■ Problem 1:
Name each position on the saw crew described in the sawmill appeal text, with how many men held it.
■ Problem 2:
Write the next part of the sawmill appeal text, starting after its final sentence.

■ Document excerpt:
........
This appeal is from a judgment in favor of defendant, rendered upon motion for a directed verdict at the close of plaintiffs evidence. Plaintiff appeals.

The material facts, as shown by the pleadings and plaintiffs evidence, are briefly as follows: In the year 1902, the respondent owned and operated a sawmill at Buckley, in Pierce county, Washington, for manufacturing lumber. The appellant, William O’Brien, was employed in the mill as a “dogger.” This employment required the appellant to ride backwards and forwards on the saw carriage, and to attach the “dogs” to the log on the carriage. These dogs were devices for holding the logs securely in position *542to saw. It was also the duty of the dogger to detach the dogs, at the direction of the sawyer, when the log was to be turned upon the carriage, and to perform such other duties as were required of him by the sawyer. The saw crew consisted of the sawyer, one tail sawyer, two doggers, and one setter. All of these men were under the supervision and control of the sawyer, and were bound to obey his orders. They took their orders from him and no one else. If they failed to obey him, they were discharged upon his recommendation to the superintendent.

Over the sawyer, there was a superintendent, who had general control over the whole mill, and who employed and discharged the men. The appellant was an experienced dogger and thoroughly familiar with the work. Near each end of the saw carriage, was a “head-block” about two feet in height, against which the ends of the logs were securely held by the dogs. Stationary in the floor of the mill, along the line of the carriage way, was a device called a “nigger,” which consisted of a piece of timber with iron spikes along the upper side. This “nigger” was a powerful machine, used in striking and pushing heavy logs on to the carriage, and for turning them thereon when desired. It was operated by steam power by the sawyer, by means of a lever, and in no other way. There was also a chain device overhead, operated by steam power, for rolling logs on the carriage and for turning them while on the saw carriage. The saw carriage was operated back and forth by steam power, by means of a lever in the hands of the sawyer.
........
■ Entries:
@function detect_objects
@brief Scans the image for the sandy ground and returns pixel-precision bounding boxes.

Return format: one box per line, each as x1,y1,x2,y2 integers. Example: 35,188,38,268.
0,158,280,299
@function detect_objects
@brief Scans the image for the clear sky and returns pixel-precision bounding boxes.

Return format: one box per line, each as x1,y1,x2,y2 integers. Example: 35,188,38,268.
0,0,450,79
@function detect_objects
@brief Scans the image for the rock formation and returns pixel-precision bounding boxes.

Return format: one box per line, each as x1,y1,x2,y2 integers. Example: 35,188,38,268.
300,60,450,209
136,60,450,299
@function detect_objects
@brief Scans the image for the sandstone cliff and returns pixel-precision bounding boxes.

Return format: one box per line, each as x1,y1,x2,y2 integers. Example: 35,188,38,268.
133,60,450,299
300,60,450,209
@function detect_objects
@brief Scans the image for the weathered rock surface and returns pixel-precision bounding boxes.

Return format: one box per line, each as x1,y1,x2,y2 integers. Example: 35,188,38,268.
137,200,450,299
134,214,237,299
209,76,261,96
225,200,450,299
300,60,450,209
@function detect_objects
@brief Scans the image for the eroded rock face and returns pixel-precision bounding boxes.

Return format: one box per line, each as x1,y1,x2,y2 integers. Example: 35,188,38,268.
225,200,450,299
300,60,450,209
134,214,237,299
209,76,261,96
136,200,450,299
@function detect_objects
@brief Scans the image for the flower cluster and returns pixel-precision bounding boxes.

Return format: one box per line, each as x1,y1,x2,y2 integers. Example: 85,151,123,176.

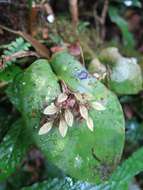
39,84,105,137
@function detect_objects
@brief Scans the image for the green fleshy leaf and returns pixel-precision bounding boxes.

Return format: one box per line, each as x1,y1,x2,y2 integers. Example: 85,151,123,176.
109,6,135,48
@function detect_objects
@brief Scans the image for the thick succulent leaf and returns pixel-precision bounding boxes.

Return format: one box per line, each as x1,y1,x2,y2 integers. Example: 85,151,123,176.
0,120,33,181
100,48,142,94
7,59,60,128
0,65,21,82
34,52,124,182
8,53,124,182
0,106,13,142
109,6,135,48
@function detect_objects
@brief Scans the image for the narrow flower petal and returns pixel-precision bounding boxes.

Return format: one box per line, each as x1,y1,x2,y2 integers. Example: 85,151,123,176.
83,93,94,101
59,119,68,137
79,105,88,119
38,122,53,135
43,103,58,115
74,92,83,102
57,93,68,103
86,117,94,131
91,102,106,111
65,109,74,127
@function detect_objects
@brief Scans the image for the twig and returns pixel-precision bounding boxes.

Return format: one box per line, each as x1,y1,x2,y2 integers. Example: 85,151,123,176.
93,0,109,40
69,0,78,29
........
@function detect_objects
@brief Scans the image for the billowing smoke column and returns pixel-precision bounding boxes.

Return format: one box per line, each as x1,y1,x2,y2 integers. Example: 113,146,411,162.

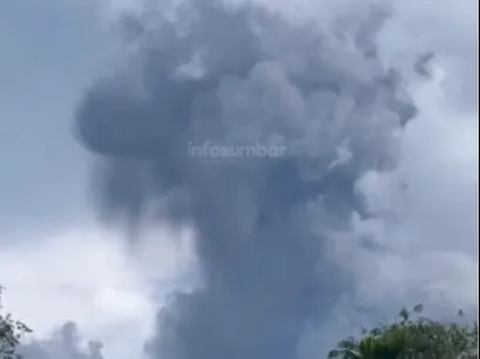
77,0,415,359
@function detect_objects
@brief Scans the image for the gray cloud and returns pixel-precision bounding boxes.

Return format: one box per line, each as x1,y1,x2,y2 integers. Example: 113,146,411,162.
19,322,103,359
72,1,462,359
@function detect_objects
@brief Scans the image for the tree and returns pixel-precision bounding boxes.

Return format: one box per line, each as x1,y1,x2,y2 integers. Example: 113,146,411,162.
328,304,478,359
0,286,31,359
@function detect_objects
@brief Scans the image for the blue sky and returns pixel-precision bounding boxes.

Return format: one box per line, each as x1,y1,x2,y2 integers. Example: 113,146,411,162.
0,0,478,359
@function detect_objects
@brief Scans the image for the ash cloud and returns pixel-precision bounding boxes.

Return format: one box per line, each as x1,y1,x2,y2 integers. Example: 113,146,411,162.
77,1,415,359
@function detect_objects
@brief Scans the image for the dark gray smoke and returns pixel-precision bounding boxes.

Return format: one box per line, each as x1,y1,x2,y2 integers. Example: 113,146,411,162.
........
■ Expected answer 1:
- Sawyer: one
- Tail sawyer: one
- Dogger: two
- Setter: one

■ Expected answer 2:
On the 31st day of July, 1902, a log thirty-two inches in diameter and twenty-four feet long was placed upon the saw carriage to be cut into lumber. After the log had been cut upon three sides, the sawyer desired it to be turned over on the carriage, so as to be cut upon the other side. He moved the saw carriage back for the purpose of using the nigger to turn the log. The dogs were released and the force of the nigger was applied to the log. The carriage *543had not been moved back far enough for the stationary-nigger to strike the log in the center. It struck nearer the end at which appellant was working. Instead of turning the log over upon the carriage, the nigger lifted the end of the log near appellant and placed it upon the head-block where it rested. The sawyer thereupon directed appellant to remove the end of the log from- the head-block back on to the carriage.' Appellant, in obedience to the order, procured a peavy or canthook, and was attempting to pry the end of the log back on to the saw carriage. He was standing with his back toward the sawyer in plain view of the sawyer, who, without warning to appellant, again applied the nigger to the log as it lay upon the head-block. The force of the blow of the nigger knocked the end of the log over the head-block, and the weight of the log caused the appellant to drop his peavy. The other end of the log, toward the sawyer, slid in the opposite direction, and struck and broke the lever, which started the saw carriage forward at full speed, with the log crosswise and raking the sides of the mill. Appellant, in order to escape the log, attempted to get through a door on the side of the mill. As he did so, the log caught his left hand, injuring it so that the amputation of three fingers was necessary.

There are two charges of negligence in the complaint: (1) that the sawyer was negligent and careless in applying the nigger to the log, without warning, while appellant was trying to pry the log off the head-block; (2) that the company was negligent in employing an incompetent and reckless sawyer, who was addicted to the use of alcoholic liquor. It is contended, on this appeal, that the evidence was sufficient to go to the jury upon both questions. We are satisfied, however, that there was no evidence upon the second question to be submitted to the jury. The evidence for the plaintiff showed that the sawyer was a competent man for the work when he was employed. If he became *544incompetent, by reason of tbe use of intoxicating liquors or otherwise, • there is no evidence that the respondent had any knowledge 'of the fact, or reasonably should have known it.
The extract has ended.